__Input material__.
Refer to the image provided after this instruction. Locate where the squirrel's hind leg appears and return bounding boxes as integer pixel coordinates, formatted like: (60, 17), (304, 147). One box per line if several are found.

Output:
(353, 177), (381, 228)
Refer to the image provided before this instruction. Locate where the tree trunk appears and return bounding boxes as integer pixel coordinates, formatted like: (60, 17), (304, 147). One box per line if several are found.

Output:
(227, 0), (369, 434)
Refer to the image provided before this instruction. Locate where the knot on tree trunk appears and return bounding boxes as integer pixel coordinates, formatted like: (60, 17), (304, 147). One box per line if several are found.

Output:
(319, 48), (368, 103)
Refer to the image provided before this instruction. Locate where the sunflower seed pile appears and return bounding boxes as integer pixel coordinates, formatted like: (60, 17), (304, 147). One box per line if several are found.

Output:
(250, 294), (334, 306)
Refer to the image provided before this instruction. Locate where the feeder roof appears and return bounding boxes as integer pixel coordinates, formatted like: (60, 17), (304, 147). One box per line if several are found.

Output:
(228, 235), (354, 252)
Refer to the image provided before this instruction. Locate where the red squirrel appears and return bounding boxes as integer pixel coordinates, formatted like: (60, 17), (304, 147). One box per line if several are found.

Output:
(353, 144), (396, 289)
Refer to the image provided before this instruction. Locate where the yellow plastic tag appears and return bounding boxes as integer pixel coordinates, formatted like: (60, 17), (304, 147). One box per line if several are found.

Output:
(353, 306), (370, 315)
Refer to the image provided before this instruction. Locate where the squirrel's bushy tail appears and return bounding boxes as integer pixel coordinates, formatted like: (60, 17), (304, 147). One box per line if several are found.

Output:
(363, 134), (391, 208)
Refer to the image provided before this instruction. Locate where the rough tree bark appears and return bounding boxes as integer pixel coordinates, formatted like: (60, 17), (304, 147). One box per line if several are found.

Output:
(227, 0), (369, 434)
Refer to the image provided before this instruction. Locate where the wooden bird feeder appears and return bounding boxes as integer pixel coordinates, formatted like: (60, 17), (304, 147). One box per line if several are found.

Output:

__Written task__.
Pull out every line of the entries above that contains the string "feeder" and copy each line in full. The match is case-sensitive.

__Full response__.
Refer to the image provided before this instruction. Locate where the feeder roof appears and return bounding boxes as integer pixel coordinates, formatted like: (60, 17), (304, 147). One box per line if several are found.
Refer to the image provided before this instruction. Locate where the wooden bird feeder appears and return bounding boxes as integer pixel coordinates, formatted like: (60, 17), (304, 147). One box per line if several are found.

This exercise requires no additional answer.